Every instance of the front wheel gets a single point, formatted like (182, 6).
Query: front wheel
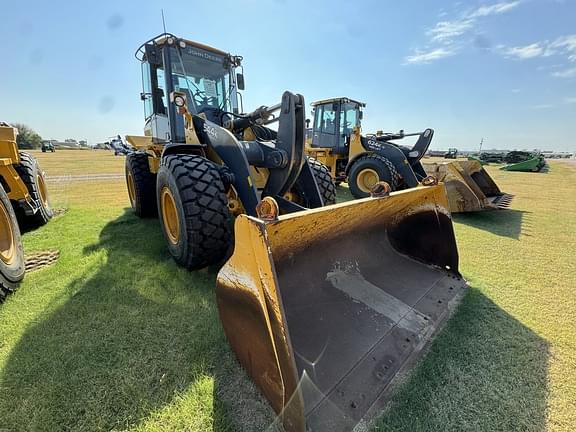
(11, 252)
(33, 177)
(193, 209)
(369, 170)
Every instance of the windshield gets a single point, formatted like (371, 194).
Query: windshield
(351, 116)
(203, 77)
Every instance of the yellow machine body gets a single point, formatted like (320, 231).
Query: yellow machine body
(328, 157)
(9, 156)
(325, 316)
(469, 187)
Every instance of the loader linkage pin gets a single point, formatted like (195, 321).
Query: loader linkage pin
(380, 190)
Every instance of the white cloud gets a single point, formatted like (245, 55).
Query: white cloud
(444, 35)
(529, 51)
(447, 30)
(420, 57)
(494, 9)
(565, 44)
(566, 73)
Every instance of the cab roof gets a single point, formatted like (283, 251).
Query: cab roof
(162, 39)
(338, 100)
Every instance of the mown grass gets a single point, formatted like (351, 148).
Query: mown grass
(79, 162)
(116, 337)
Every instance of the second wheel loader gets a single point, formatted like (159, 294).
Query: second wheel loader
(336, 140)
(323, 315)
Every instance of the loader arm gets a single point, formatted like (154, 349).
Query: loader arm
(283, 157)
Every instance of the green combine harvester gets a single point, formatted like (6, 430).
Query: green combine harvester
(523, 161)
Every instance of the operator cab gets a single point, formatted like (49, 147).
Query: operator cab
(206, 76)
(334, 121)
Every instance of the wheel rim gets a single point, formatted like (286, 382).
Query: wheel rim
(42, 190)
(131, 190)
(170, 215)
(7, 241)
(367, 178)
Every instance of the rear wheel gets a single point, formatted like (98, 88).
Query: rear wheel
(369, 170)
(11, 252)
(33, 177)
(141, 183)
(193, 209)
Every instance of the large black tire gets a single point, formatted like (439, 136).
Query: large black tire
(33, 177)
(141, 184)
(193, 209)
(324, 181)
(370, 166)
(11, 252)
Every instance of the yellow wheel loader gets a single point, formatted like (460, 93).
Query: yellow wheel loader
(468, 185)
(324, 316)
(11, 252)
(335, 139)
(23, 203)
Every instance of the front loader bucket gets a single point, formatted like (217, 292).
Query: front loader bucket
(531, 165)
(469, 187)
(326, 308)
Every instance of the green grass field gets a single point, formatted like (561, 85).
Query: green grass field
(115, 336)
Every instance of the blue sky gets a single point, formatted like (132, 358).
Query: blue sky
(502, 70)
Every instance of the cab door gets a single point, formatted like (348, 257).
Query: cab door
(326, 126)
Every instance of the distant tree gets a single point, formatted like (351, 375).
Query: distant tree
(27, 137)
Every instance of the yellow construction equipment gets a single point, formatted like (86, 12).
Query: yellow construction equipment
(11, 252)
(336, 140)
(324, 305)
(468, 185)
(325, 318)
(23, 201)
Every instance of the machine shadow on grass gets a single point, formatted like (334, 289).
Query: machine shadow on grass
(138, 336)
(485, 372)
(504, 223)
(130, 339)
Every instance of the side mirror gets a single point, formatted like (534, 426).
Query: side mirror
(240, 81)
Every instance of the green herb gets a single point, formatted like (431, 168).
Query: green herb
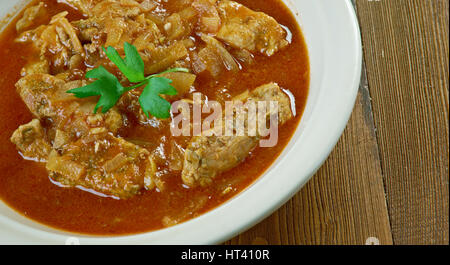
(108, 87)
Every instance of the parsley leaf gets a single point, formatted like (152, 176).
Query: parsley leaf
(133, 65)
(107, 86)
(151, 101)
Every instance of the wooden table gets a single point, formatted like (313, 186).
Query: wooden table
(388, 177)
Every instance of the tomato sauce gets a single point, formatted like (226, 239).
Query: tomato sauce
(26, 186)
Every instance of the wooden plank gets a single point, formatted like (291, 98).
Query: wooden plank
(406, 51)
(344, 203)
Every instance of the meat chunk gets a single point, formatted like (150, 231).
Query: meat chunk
--
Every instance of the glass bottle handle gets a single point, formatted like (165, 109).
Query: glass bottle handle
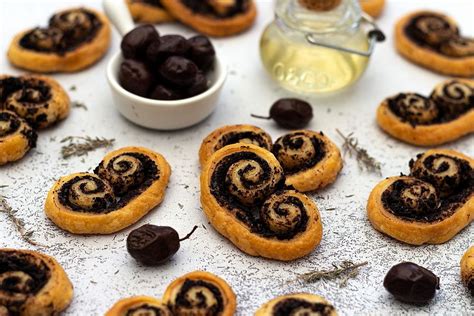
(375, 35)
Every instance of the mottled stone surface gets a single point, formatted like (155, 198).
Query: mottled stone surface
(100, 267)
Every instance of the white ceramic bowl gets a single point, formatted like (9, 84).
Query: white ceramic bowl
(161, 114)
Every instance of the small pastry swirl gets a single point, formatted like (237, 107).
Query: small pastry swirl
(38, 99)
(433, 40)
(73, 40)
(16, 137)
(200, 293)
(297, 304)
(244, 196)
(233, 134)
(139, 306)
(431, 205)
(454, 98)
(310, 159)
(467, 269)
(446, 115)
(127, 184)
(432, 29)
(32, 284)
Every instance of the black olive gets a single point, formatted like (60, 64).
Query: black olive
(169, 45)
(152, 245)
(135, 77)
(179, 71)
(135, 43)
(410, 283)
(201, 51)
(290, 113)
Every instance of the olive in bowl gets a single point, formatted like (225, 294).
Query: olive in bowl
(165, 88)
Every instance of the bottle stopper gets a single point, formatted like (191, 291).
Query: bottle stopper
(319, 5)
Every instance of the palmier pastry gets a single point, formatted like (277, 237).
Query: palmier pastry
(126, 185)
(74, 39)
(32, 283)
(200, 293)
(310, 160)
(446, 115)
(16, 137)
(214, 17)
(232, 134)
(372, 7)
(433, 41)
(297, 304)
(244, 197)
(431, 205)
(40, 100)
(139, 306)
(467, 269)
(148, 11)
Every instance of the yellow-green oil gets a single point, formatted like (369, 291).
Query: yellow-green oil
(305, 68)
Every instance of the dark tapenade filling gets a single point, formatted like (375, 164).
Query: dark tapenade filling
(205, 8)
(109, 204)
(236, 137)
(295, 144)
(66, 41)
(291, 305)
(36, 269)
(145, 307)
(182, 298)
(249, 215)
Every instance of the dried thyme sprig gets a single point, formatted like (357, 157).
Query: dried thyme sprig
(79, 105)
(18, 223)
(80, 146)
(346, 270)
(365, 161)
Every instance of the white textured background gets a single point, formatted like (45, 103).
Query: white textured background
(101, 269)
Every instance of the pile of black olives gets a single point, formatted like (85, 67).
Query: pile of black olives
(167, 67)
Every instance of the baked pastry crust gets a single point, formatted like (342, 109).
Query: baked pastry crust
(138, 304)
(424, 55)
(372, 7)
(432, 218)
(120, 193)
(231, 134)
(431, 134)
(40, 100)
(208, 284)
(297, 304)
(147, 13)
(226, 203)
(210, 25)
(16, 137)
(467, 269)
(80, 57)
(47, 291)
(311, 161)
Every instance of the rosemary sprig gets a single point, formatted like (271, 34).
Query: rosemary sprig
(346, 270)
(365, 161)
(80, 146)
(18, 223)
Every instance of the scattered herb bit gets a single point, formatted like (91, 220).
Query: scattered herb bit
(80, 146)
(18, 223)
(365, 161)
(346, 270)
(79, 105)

AIM OF THE TASK
Output the lines exactly as they appear, starting with the line that contains "Every instance of the parsley" and going on through the line that contains "Query: meat chunk", with both of those lines included.

WORKED SOLUTION
Every instance of the parsley leaf gets a single point, formatted like (152, 176).
Query: parsley leaf
(133, 65)
(107, 86)
(151, 101)
Every instance of the wooden table gets a single point, formatted like (313, 186).
Query: wooden table
(388, 177)
Every instance of the tomato sauce gets a single point, formatted like (226, 239).
Query: tomato sauce
(26, 186)
Every instance of the wooden plank gets a single point, formatted like (291, 98).
Query: wooden plank
(406, 51)
(344, 203)
Every instance of the meat chunk gets a single point, formatted like (150, 231).
Query: meat chunk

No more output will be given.